→ Exercise prompt:
Find every line in the entries below that contains the word "statue", matching case exactly, and copy each of those lines.
+ + +
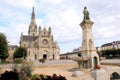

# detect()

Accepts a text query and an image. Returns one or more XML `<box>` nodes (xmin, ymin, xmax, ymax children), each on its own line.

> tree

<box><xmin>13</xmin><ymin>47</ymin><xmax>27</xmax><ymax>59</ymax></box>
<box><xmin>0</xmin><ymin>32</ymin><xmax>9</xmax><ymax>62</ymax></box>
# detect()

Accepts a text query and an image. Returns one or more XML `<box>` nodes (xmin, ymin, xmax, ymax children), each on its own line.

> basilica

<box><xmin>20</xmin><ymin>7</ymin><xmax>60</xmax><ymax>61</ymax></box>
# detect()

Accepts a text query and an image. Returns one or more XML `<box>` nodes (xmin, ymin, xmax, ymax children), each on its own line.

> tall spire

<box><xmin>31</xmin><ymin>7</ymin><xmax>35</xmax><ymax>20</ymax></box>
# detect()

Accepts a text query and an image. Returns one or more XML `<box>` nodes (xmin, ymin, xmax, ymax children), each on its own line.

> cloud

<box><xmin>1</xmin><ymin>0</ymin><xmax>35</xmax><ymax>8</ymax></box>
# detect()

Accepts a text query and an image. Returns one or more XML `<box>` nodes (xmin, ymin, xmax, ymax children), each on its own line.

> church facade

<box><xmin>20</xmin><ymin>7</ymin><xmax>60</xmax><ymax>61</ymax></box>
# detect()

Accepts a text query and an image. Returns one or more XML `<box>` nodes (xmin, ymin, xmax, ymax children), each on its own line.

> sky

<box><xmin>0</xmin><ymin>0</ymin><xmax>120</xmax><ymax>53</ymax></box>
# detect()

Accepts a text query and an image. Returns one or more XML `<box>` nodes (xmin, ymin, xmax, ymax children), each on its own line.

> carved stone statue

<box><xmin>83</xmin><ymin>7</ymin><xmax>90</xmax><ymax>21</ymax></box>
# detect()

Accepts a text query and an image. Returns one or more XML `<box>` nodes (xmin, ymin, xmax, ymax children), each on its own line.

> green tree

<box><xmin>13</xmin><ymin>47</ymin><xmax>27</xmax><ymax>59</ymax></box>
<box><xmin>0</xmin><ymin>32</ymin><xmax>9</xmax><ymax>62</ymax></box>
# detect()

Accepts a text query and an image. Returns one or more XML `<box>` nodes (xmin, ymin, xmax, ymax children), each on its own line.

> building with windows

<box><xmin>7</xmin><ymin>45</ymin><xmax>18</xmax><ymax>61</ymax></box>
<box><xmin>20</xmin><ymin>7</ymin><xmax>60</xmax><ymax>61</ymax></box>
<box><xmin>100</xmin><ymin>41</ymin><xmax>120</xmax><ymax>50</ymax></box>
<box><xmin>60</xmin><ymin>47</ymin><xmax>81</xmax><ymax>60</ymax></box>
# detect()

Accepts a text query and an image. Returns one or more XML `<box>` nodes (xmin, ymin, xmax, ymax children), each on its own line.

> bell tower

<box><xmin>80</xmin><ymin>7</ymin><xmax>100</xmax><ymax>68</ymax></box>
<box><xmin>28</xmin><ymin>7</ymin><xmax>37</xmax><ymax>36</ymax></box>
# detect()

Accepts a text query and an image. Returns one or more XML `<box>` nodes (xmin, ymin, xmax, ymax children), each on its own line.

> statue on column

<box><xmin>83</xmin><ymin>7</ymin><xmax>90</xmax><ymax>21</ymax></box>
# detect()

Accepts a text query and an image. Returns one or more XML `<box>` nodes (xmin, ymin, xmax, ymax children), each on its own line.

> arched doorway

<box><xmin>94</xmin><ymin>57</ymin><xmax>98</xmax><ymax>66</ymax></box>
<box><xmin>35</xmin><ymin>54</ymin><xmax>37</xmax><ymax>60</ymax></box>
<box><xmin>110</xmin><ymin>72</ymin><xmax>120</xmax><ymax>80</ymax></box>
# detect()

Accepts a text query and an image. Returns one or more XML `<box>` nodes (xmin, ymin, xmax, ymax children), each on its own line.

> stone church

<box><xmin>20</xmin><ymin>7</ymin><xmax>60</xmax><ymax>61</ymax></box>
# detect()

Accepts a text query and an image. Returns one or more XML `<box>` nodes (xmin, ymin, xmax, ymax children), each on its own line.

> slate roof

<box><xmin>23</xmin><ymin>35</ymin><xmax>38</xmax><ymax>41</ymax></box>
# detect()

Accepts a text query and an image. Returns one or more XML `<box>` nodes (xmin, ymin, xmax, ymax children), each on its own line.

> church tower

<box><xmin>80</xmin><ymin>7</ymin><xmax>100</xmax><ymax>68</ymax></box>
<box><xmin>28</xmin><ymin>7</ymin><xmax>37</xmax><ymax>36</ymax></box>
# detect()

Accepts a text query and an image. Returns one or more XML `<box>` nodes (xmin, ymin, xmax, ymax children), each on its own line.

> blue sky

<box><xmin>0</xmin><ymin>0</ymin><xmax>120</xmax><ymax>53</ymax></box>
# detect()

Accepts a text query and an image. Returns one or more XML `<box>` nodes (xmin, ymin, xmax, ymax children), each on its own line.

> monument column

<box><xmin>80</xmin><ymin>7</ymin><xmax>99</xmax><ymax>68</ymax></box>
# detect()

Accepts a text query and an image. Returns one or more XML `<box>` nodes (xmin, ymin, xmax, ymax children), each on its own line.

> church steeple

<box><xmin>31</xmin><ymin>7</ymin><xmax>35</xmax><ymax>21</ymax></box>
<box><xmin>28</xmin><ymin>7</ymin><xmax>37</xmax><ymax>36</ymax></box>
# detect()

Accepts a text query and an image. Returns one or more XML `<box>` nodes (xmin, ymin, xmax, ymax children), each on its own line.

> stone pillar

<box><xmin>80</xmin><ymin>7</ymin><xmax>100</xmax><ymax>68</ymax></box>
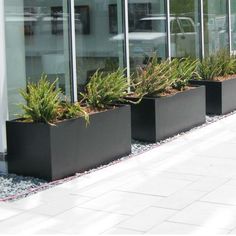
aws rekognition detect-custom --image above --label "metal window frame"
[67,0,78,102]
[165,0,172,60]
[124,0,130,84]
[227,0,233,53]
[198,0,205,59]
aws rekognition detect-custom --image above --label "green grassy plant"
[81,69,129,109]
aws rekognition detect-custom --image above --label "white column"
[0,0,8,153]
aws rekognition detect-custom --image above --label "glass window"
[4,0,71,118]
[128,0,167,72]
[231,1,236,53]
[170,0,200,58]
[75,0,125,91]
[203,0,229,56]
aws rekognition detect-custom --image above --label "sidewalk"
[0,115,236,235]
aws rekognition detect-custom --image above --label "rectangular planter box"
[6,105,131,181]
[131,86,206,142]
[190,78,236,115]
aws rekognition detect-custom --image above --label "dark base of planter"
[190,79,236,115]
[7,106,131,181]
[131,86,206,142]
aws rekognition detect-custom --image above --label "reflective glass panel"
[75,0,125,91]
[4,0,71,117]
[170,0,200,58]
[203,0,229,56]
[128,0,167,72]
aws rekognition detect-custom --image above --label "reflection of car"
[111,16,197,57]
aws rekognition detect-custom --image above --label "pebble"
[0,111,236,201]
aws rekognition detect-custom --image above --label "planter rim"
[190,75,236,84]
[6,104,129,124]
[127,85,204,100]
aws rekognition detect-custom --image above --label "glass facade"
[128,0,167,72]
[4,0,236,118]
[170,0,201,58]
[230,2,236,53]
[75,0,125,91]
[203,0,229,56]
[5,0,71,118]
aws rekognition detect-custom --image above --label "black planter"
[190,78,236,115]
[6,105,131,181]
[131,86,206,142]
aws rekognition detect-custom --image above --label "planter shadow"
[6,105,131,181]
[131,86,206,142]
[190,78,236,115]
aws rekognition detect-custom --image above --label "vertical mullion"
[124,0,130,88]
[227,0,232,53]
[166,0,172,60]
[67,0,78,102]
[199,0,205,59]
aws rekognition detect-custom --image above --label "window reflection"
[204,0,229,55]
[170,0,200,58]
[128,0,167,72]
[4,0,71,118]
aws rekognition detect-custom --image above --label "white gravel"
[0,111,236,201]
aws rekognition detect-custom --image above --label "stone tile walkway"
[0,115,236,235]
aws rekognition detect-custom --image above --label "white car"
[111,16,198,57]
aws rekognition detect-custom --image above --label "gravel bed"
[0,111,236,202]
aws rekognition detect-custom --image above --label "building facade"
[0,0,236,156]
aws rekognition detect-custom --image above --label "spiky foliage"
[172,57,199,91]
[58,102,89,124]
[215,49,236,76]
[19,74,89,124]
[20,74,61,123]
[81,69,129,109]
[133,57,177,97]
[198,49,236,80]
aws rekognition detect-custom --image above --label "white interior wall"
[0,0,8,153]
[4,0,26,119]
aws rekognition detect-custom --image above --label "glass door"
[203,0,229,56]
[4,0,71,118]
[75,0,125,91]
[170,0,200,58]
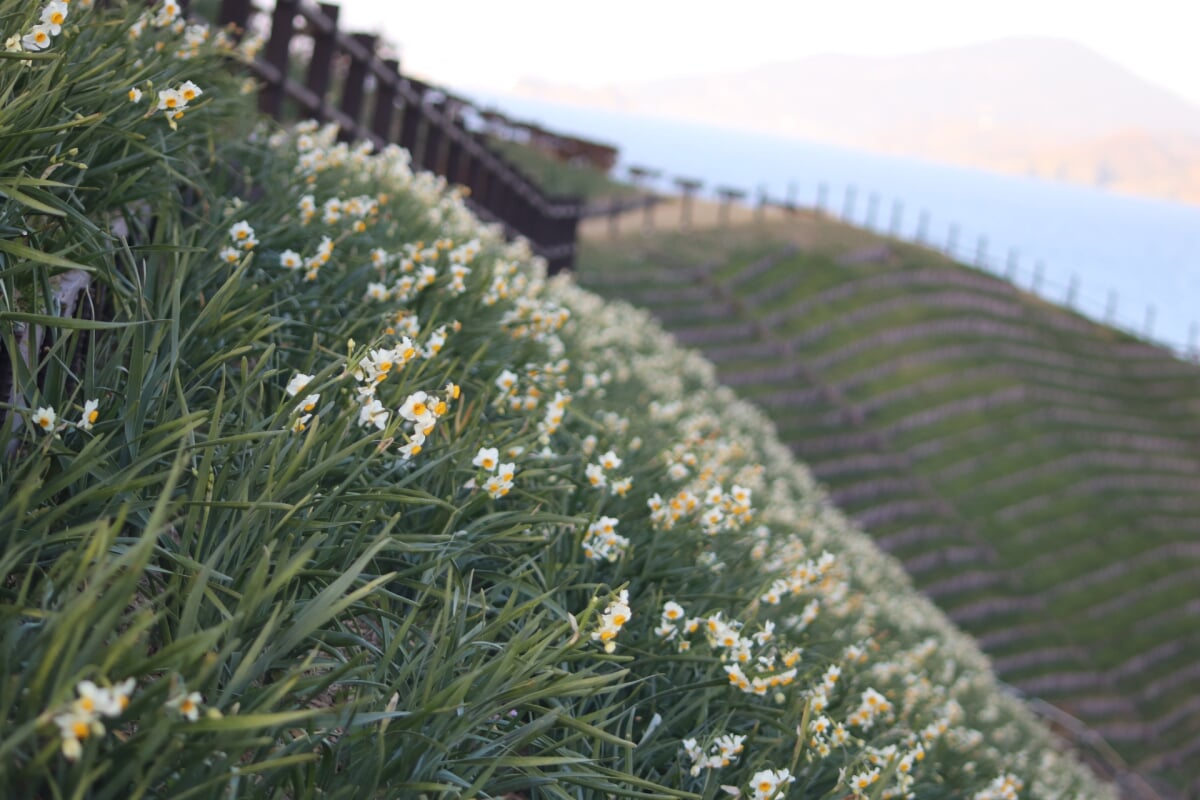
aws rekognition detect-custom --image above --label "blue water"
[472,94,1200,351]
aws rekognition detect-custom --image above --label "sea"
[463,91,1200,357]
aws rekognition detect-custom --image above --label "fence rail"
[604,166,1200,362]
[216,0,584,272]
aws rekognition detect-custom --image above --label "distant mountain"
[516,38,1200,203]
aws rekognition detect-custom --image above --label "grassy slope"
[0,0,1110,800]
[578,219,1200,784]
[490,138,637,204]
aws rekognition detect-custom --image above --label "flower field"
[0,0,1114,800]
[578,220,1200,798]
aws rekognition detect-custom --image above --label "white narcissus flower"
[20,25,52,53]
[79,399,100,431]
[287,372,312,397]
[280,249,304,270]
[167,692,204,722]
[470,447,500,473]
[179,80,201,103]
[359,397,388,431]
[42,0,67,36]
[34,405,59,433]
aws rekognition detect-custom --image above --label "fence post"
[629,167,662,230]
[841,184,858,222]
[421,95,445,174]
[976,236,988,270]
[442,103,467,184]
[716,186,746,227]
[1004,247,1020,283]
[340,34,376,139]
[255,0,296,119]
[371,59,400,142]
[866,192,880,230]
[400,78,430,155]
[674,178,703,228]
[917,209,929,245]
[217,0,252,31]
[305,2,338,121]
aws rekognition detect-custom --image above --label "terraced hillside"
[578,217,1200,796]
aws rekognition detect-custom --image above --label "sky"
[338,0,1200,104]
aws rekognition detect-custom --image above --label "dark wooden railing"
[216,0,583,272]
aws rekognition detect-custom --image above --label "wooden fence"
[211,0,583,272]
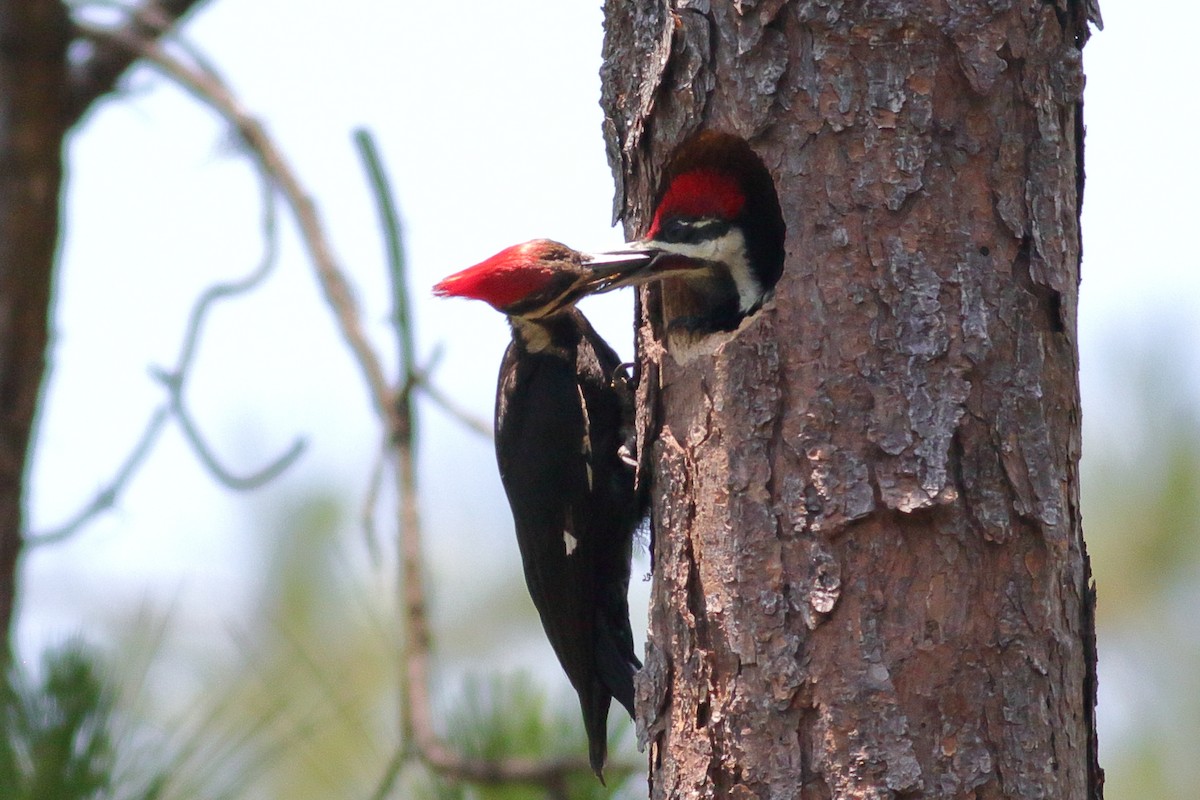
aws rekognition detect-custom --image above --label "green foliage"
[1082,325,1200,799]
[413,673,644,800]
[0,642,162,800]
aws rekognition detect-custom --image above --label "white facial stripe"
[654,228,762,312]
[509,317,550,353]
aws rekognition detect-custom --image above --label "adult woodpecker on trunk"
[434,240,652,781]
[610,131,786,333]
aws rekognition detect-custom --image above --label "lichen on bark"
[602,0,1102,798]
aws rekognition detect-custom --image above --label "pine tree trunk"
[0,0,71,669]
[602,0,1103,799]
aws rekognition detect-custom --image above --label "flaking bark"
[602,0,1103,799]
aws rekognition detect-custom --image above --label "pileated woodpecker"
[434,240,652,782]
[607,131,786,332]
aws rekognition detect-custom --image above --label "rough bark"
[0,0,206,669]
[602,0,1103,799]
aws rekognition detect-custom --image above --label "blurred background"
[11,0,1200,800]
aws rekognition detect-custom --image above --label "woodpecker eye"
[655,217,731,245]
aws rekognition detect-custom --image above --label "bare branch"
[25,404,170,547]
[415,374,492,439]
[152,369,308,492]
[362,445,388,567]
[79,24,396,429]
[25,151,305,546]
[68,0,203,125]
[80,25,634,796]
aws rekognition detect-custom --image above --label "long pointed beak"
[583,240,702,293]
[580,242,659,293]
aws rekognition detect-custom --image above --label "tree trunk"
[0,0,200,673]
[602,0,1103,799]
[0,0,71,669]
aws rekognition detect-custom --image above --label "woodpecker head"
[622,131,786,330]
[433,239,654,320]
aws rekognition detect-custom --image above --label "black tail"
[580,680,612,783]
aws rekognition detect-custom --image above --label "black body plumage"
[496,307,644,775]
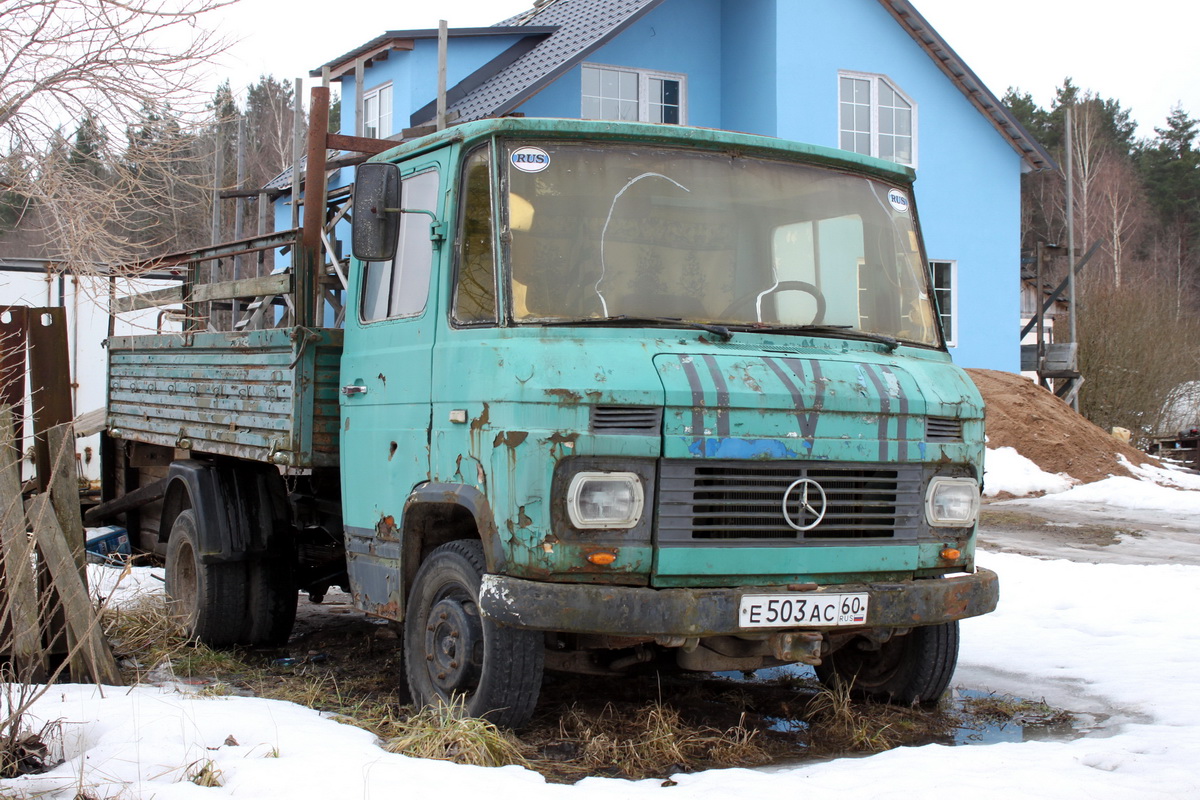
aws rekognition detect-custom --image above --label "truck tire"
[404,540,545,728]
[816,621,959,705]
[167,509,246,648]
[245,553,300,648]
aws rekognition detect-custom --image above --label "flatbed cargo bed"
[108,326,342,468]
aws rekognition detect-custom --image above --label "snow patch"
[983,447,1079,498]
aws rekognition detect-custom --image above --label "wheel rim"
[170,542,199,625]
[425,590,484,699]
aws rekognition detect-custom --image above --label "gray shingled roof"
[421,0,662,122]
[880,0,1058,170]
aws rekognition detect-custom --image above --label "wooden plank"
+ + +
→ The solution:
> carved stone statue
> statue on column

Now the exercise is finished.